Document section —
┌────────
Commons:Wiki Loves Africa 2015/Results and best practices
This page gives a description of how Wiki Loves Africa 2015 was organised, the outcomes, and some of the important lessons we drew.
- Commons:Wiki Loves Africa 2014/Results and best practices
- Commons:Wiki Loves Africa 2016/Results and best practices
- Commons:Wiki Loves Africa 2017/Results and best practices
- Commons:Wiki Loves Africa 2019/Results and best practices
The contest is organized for the second year.
In 2014, we (Isla and Anthere) thought an interesting way to get people from within Africa interested in contributing to Wikipedia would be to hold a continental photo contest and to support the small volunteer groups in some countries so that they could help foster participation. In 2015, we submitted a request for a PEG grant to the WMF, which was approved in summer 2015. We (Isla and Anthere) are the main organisers at the global level. Several wikipedians came to help online (to set up the website, the pages on commons, to help on translation, work on the design, site notice set up, to be jury, categorize pictures etc.). On top of this, local teams in Algeria, Cameroon, Egypt, Ivory Coast, Nigeria, Tunisia, Tanzania and Uganda organised local events to drive contribution (training days, photo hunt parties, mass upload sessions, press conferences, etc.).
Whilst the contest is open to everyone, our grant request included a small amount of financial support for 8 local countries to organise events. Those countries were chosen after
- Countries teams expressed their desire to participation
- Number of countries was approved by WMF (8 countries)
- Suggestions by WMF on which countries to support
- Submission of program plan and budget by each candidate team
The contest was communicated through a website http://www.wikilovesafrica.org, a Facebook account, a twitter account, the blogs of Wikimedia France and Wikimedia Foundation, 3 press releases, local blogs, via the African Wikimedians mailing list and, of course, on the Wikimedia projects. A site notice was displayed on top of pages of all Wikimedia projects for all African countries during the two months of the competition (and for France for a couple of weeks). Photos were only accepted during the two months of October and November.
A jury of 10 people (4 wikimedians, 6 non-wikimedians) made a short list of the best pictures at the global level, then selected 3 winners. The top 39 images from the jury short list was then submitted to the community for the selection of a 4th price. Winners were contacted and received prizes. Some local groups also organized a national contest with winners.
└────────
What you will do —
**a.** In the listing, start at the line containing "chest it should pick up." and go through its final line. Rewrite that stretch as a JSON array of strings with one string per line, omitting any blank lines.
**b.** Continue the Wiki Loves Africa 2015 summary above from the point where it stops.

Data provided —
┌────────
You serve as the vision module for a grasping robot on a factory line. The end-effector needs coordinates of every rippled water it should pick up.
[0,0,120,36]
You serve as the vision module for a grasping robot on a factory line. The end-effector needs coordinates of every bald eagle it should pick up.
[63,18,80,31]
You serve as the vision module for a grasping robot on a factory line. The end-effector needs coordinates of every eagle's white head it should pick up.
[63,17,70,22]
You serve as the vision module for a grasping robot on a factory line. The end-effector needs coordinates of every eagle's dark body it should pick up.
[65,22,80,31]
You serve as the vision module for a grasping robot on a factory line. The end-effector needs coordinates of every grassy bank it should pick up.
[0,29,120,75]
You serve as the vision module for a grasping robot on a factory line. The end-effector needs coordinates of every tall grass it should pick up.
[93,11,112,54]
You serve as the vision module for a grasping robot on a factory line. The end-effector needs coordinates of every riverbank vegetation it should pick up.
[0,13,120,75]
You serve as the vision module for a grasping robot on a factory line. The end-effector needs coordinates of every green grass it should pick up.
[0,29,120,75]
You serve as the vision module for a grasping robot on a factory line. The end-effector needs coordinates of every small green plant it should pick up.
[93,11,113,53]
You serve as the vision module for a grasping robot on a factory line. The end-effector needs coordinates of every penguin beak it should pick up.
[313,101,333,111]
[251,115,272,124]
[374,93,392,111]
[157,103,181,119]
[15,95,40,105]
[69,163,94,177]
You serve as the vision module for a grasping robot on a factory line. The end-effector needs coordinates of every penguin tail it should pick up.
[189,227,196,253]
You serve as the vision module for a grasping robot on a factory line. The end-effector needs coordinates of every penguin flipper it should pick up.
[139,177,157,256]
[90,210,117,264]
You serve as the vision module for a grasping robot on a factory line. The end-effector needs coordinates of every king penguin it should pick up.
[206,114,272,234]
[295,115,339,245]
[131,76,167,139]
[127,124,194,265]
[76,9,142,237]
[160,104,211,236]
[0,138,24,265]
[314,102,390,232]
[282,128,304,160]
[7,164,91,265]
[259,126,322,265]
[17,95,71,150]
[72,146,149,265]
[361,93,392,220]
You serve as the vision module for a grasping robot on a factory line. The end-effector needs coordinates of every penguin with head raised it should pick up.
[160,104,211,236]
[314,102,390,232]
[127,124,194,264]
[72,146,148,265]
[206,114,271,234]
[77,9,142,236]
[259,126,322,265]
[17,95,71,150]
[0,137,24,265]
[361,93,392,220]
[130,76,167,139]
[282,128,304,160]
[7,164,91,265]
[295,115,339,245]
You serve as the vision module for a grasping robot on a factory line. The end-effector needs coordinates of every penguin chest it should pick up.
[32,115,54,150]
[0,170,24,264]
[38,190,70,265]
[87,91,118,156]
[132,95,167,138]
└────────
The replies —
**a.**
[
  "You serve as the vision module for a grasping robot on a factory line. The end-effector needs coordinates of every penguin chest it should pick up.",
  "[32,115,54,150]",
  "[0,170,24,264]",
  "[38,190,70,265]",
  "[87,91,118,156]",
  "[132,95,167,138]"
]

**b.**
The theme was chosen by the community to give volunteers and entrants a focus around a subject that is universal, but culturally specific. Following on the success of 2014’s theme: Cuisine, the theme for 2015 was Cultural Fashion and Adornment.
The first theme in 2014 was chosen by the project organisers, but for 2015 it was important to us that the community chose the theme. A process was set up to ensure this happened, and the details can be found on the 2015 theme ideas and voting page.
From the competition’s experience, it is important to make it clear to people what falls within the scope of the contest. On one hand, the theme has to be narrow enough to be interesting to potential participants and give a clear focus to the contest and make it easy to "sell". On the other hand, it has to be wide enough to allow everybody to participate with a relatively low threshold. It was very helpful that we provided sample images of what we were expecting, as well as a list of categories of topics that could be listed in the broad theme “fashion”. There were no media files (video or audio) submitted to competition this year.
The scope of 2015 theme was: submissions of media that cover cultural dress and fashion; specifically fashion that is defined by local cultural influences, including cloth, styles, ways of wrapping and hanging, etc. This theme includes adornment, such as culturally defined jewellery, make-up, hairstyles, cloths and woven materials.
The contest resulted in over 7,508 images uploaded by 734 users  who uploaded one or more images.
By March 2016, 48 of these images were deemed "Quality images" and 2 were placed as "Featured Pictures".
391 unique images were used 494 times on wiki mainspace pages .
All African countries were welcome to participate to the contest. But Tunisia won in terms of participation with 1242 pictures submitted from IP addresses within that country .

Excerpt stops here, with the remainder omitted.